═══ Source data
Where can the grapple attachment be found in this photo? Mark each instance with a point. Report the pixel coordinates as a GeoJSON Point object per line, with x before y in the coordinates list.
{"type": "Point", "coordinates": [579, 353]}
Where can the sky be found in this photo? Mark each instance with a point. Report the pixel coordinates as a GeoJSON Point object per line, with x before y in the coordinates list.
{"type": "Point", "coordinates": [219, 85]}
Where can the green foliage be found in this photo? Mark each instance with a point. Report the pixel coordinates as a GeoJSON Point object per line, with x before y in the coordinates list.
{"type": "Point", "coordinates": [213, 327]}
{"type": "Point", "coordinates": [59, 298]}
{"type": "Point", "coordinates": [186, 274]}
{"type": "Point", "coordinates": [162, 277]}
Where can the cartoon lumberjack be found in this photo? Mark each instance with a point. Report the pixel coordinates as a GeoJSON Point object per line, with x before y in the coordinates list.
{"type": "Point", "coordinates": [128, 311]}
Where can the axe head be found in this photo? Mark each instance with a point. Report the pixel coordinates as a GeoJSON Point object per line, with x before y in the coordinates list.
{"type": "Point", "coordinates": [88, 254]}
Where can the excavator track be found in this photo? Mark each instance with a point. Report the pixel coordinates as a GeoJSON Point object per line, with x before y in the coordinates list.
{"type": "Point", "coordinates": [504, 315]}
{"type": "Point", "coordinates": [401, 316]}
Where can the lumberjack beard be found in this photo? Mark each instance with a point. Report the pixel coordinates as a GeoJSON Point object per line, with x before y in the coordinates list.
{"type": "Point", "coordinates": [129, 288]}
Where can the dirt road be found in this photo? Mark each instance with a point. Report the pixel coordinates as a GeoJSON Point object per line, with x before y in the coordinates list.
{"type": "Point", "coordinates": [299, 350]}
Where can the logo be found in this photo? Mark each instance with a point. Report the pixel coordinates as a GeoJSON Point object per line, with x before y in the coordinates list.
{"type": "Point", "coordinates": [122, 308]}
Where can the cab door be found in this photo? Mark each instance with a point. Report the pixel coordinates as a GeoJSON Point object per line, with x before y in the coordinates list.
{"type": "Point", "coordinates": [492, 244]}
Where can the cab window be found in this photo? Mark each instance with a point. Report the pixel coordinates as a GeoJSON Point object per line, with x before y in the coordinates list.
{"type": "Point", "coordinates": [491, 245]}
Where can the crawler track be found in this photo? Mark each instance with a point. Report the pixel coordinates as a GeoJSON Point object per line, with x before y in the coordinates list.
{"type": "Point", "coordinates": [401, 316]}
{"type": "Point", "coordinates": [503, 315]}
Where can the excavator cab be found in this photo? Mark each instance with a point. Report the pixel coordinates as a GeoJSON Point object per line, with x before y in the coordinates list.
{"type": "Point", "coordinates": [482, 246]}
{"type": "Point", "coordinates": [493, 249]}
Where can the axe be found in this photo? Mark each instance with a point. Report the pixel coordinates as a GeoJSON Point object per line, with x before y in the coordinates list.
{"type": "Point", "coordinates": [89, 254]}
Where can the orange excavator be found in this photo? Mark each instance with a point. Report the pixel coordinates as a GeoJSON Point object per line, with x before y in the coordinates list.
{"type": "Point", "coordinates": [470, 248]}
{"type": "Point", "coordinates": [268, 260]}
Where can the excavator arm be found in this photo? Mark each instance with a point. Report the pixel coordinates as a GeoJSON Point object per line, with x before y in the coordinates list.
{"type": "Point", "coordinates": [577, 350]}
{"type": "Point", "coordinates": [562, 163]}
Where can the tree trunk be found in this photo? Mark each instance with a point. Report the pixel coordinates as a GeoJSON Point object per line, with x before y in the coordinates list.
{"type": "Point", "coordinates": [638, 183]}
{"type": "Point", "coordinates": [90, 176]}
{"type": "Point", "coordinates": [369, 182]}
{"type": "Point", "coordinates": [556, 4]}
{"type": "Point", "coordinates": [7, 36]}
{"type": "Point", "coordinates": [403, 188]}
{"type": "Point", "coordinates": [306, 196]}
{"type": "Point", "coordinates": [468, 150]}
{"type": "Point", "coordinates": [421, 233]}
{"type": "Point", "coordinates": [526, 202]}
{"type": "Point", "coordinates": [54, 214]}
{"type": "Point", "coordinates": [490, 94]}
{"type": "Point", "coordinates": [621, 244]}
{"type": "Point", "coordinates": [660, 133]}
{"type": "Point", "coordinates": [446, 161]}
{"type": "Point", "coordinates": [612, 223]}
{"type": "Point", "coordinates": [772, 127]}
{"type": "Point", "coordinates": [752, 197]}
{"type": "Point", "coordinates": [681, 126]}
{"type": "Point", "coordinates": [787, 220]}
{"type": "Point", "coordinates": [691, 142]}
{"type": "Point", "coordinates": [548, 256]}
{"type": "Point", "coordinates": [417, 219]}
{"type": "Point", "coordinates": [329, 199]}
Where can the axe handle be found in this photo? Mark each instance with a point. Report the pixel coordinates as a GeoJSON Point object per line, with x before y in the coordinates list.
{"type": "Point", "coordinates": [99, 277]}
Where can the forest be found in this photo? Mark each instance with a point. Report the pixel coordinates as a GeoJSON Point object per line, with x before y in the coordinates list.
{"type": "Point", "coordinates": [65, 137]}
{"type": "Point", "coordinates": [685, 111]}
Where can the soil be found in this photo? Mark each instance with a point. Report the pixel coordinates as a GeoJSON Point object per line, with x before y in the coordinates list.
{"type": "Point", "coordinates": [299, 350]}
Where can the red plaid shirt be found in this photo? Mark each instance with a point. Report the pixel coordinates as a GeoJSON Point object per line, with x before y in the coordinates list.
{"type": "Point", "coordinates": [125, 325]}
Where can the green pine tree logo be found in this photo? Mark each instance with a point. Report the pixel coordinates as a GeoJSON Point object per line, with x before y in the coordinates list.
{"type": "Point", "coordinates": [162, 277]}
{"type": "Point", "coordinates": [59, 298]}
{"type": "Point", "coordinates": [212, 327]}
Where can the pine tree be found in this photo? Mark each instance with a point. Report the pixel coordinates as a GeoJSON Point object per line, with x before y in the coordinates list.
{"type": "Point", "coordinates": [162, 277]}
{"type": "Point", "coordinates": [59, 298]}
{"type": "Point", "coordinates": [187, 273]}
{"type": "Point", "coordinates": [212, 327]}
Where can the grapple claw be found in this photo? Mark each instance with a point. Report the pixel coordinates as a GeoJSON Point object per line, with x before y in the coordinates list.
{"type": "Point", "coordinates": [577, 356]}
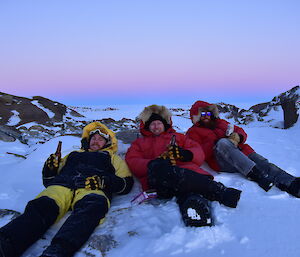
══════
◆ **Task instructions**
This calls for an exact copy of all the entries above, with the pictures omitted.

◆ **Response for this exercise**
Where can the grapple attachment be found in this photo? Mark each instance with a point. Report the pixel coordinates as a GeoJSON Point object per line, with x before y in the coordinates list.
{"type": "Point", "coordinates": [579, 353]}
Where can the sky be found in this photo? Mark each instance with a point. Report the pixel coordinates as a GeoJSON Point object per line, with x before y in the coordinates list.
{"type": "Point", "coordinates": [219, 85]}
Where can the green foliage be found in this photo? Mark each instance with a point. Report the pixel coordinates as a GeoJSON Point object per line, with x before y in the coordinates list.
{"type": "Point", "coordinates": [213, 327]}
{"type": "Point", "coordinates": [59, 298]}
{"type": "Point", "coordinates": [186, 274]}
{"type": "Point", "coordinates": [162, 277]}
Where can the cartoon lumberjack be found in this photo? Mark each instance with a point. Report the pixel coordinates as a GeoJSON Point object per line, with x before y in the coordinates list.
{"type": "Point", "coordinates": [128, 311]}
Where can the axe head be found in this photo? Mark each instance with a point. Report the pixel coordinates as a GeoJSON Point object per line, with x before y in the coordinates list.
{"type": "Point", "coordinates": [88, 254]}
Where can the excavator track be found in this photo? Mark each instance with a point. Report the pixel coordinates as a GeoJSON Point object per line, with x before y in the coordinates list.
{"type": "Point", "coordinates": [504, 315]}
{"type": "Point", "coordinates": [401, 316]}
Where can the lumberjack beard be found in this photo? Mark each instance with a point. Report the pixel coordinates as a GeoJSON Point object per line, with x before y in the coordinates list.
{"type": "Point", "coordinates": [129, 288]}
Where can the dirt road be found in this photo? Mark each instance with a point. Report the pixel coordinates as a GeoJSON Point object per line, with x before y in the coordinates list.
{"type": "Point", "coordinates": [299, 350]}
Where can the logo be found in this photo? Mark each instance with a point. Report the pixel coordinates as a GeoJSON Point object per line, with x before y in the coordinates list.
{"type": "Point", "coordinates": [122, 308]}
Where can the cab door be found in this photo? Mark each instance with a point. Report the pixel coordinates as a GeoJSON Point object per line, with x before y in the coordinates list.
{"type": "Point", "coordinates": [492, 244]}
Where can the cab window be found in this photo? Mark each instance with a point. Report the pixel coordinates as a GeoJSON Point object per line, with x before y in the coordinates list.
{"type": "Point", "coordinates": [491, 245]}
Where can the crawler track be found in this photo? Mark each instance with a point. Report the pixel coordinates as a GeoJSON Point object per line, with x before y in the coordinates list.
{"type": "Point", "coordinates": [401, 316]}
{"type": "Point", "coordinates": [503, 315]}
Where can the excavator cab be found in this photo? Mark each instance with a point. Report the pixel coordinates as a GeoJSON Point object per line, with x before y in the coordinates list.
{"type": "Point", "coordinates": [482, 246]}
{"type": "Point", "coordinates": [493, 249]}
Where can the axe be found in this photo? Mark each instance with a point. Report the pixel coordinates as a GeoJSON Point object per line, with x before y in the coordinates list.
{"type": "Point", "coordinates": [89, 254]}
Where can the orange excavator be found in this photo? Mark each instance with a point. Report the pixel coordinates as a GeoJSON Point object per line, with x before y in the coordinates list.
{"type": "Point", "coordinates": [470, 248]}
{"type": "Point", "coordinates": [268, 260]}
Where can the excavator arm be found in this photo? Mark each instance with a point. Report the pixel coordinates as a GeoJSON Point object per line, with x before y in the coordinates list.
{"type": "Point", "coordinates": [577, 350]}
{"type": "Point", "coordinates": [562, 163]}
Where can the tree trunk be found in this photo? Mark each instance with a point. Report the pixel coordinates as a GeoJSON Point object per line, with x before y in the coordinates list.
{"type": "Point", "coordinates": [638, 183]}
{"type": "Point", "coordinates": [90, 176]}
{"type": "Point", "coordinates": [369, 182]}
{"type": "Point", "coordinates": [556, 4]}
{"type": "Point", "coordinates": [7, 36]}
{"type": "Point", "coordinates": [403, 188]}
{"type": "Point", "coordinates": [306, 196]}
{"type": "Point", "coordinates": [468, 150]}
{"type": "Point", "coordinates": [421, 233]}
{"type": "Point", "coordinates": [526, 202]}
{"type": "Point", "coordinates": [54, 214]}
{"type": "Point", "coordinates": [490, 94]}
{"type": "Point", "coordinates": [621, 244]}
{"type": "Point", "coordinates": [660, 133]}
{"type": "Point", "coordinates": [446, 161]}
{"type": "Point", "coordinates": [612, 223]}
{"type": "Point", "coordinates": [772, 127]}
{"type": "Point", "coordinates": [752, 197]}
{"type": "Point", "coordinates": [681, 126]}
{"type": "Point", "coordinates": [787, 220]}
{"type": "Point", "coordinates": [691, 142]}
{"type": "Point", "coordinates": [548, 256]}
{"type": "Point", "coordinates": [417, 219]}
{"type": "Point", "coordinates": [329, 199]}
Where can the axe handle be found in this photo? Mark each instance with a point. Report the pixel coordinates as a GeoJSON Point object per line, with x before y in the coordinates list.
{"type": "Point", "coordinates": [99, 277]}
Where can the forest be found in this photo? Mark each instance with a point. Report the pixel coordinates as a GeoJSON Point object per line, with x before y in the coordinates list.
{"type": "Point", "coordinates": [65, 137]}
{"type": "Point", "coordinates": [685, 111]}
Where can the soil be found in this photo? Mark each instance with a point. Report the pixel coordinates as a GeoJSON Point object per line, with x before y in the coordinates list.
{"type": "Point", "coordinates": [299, 350]}
Where can the red plaid shirt be found in this photo? Mark each instance with a point. Report the pixel coordinates as a GeoJSON Point object per line, with x before y in the coordinates list.
{"type": "Point", "coordinates": [125, 325]}
Where can the green pine tree logo be found in this photo? Mark each instance with a point. Report the pixel coordinates as a GeoJSON Point object per line, with x before y in the coordinates list.
{"type": "Point", "coordinates": [162, 277]}
{"type": "Point", "coordinates": [59, 298]}
{"type": "Point", "coordinates": [212, 327]}
Where can the pine tree be found in this photo? Mark each instance with a point. Report the pixel coordinates as a GeoJSON Point object per line, with x before y in the coordinates list.
{"type": "Point", "coordinates": [162, 277]}
{"type": "Point", "coordinates": [59, 298]}
{"type": "Point", "coordinates": [187, 273]}
{"type": "Point", "coordinates": [212, 327]}
Where can the grapple claw be found in this photo? Mark each instance with a point. Report the pixel coordinates as a GeoJSON Point object per line, with x before y in the coordinates list.
{"type": "Point", "coordinates": [577, 356]}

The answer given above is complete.